■ **EXERCISE GOAL**
For the listing below, report all lines that hold the word "target".

■ **AVAILABLE DATA**
══════

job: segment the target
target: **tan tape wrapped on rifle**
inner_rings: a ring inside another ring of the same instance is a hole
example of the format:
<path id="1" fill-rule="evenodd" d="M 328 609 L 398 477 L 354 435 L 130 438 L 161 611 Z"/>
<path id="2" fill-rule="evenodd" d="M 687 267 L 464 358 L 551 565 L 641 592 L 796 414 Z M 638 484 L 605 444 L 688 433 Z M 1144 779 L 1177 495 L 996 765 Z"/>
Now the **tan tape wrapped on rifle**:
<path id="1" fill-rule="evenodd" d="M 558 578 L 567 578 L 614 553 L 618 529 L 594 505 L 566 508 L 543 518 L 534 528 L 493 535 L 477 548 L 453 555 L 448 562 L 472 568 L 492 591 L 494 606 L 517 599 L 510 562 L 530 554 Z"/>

══════

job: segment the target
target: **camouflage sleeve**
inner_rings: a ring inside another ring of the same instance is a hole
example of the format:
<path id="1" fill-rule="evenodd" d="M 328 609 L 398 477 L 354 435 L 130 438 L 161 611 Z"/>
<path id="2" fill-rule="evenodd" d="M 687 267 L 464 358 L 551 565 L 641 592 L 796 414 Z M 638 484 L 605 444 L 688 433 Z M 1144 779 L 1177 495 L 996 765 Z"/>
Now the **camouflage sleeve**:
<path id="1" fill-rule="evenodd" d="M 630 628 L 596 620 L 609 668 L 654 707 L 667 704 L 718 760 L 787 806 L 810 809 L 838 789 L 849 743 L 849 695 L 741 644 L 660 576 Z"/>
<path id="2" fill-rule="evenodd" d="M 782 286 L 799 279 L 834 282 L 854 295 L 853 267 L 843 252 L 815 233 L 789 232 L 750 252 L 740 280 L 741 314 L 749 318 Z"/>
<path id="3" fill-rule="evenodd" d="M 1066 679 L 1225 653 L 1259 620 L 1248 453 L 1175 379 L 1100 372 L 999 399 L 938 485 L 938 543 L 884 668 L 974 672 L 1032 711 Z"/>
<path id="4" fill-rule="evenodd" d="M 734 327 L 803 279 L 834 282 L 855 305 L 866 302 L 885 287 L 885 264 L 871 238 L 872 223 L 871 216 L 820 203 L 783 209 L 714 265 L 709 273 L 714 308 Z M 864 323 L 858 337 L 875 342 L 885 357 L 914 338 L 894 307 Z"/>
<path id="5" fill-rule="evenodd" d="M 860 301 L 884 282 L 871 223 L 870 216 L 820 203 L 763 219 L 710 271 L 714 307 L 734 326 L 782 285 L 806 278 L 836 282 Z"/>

══════

■ **TASK RESPONSE**
job: segment the target
target: **tan tape wrapped on rifle**
job: segment the target
target: **camouflage sleeve**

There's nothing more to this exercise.